# WORK TASK A
In the article about Casa Blanca school, condense the paragraph beginning "Franklin and her staff cobbled together" into a short bulleted list that keeps its main facts.
# WORK TASK B
Take the article about Casa Blanca school's move to distance learning further, starting after its final paragraph.

# EXERCISE TEXT
------------
“I really believe very much in the power of learning and the power of education to move communities and societies,” Franklin said. “And I’m very passionate in my belief that when you empower people and give them the tools they need, anything is possible.”
Franklin, 64, grew up in Albuquerque, N.M., and worked as a teacher and assistant principal before her current role. She spent her career with indigenous communities, landing at Gila River in 1995 at a different community school. Franklin first served as principal of the alternative high school in the community before moving over to Casa Blanca, a K-4 school. Some of her former high school students are now parents of children at Casa Blanca, Franklin said.
“I call them my ‘grandstudents,’” she chuckled. “It is so exciting to be able to work with families across the generations.”
Casa Blanca, which has 253 students, met the federal designation for a Title 1 school, meaning the school is eligible for federal financial assistance because a high percentage of its students come from low-income families and are at risk of failing to meet academic standards. And 100 percent of its students qualify for free or reduced-price lunch.
Additionally, nearly one-quarter of Casa Blanca students have a grandparent or grandparents as their primary caregivers, Franklin said.
From Emergency Teaching to Equal Access
In February 2020 at the beginning of the pandemic, Casa Blanca went to full-time distance learning, at first resorting to what Franklin calls “emergency teaching.” Quickly, though, the entire school community — tribal leadership, parents and staff — shifted into planning.
Franklin and her staff cobbled together outdated equipment for her school so they could continue their education. They made do with 10-year-old laptops, 3-year-old tablets and about 20 desktop computers purchased at least five years ago. Most of the devices had been used for testing and little else. A couple of desktops stayed in the school library in case a student needed to look up a topic on the internet.
Then Franklin found that many of her students could only access the internet through a smartphone, marking a wide digital divide. The community committed to ensuring that all students had equal access to the internet. That meant investing in a Wi-Fi hotspot for every Casa Blanca family. If a family had more than one student at the school, they got a second hotspot. The cost for the Wi-Fi build-out — a total of 159 hotspots — would have paid a teacher’s annual salary, Franklin said.
------------
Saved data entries
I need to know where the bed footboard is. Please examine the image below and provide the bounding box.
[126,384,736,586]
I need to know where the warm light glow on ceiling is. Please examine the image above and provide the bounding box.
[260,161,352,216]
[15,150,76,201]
------------
# ANSWER A
- Franklin and her staff pieced together outdated equipment for the school.
- The devices were 10-year-old laptops, 3-year-old tablets and about 20 desktop computers bought at least five years earlier.
- Most of these devices had been used for testing and little else.
- A couple of desktops stayed in the school library so students could look up topics on the internet.

# ANSWER B
Next came the devices. Franklin wanted every student to have a laptop, but in households with more than one Casa Blanca student, she settled for one per family, which meant some students had to alter their time in class.
Even if Casa Blanca had the money, getting enough laptops during the pandemic would have been tough. The sudden shift to distance learning caused a nationwide shortage, with long waiting lists for most manufacturers.
Still, Franklin started pulling together funds to order devices when they became available. Then, she learned about First Book’s Creating Learning Connections initiative that would supply devices and broadband enhancements to schools in need.
Last spring, amid the pandemic-related shift to distance learning, First Book, a nonprofit organization focused on helping remove barriers to learning for children in need, surveyed 1,000 of its members. Respondents estimated that 40 percent of the children they served lacked access to reliable internet service at home, and 37 percent had no functioning device to use for remote learning.
“There were kids who, in so many of the communities that we selected, had no devices or had just a handful of devices similar to Casa Blanca,” said Becki Last, First Book’s chief programmatic officer. “A lot of folks were still doing paper. They were printing out reams of material and dropping it at kids’ doorsteps so that they would have resources. Kids were driving to local churches and libraries to get access to the internet.”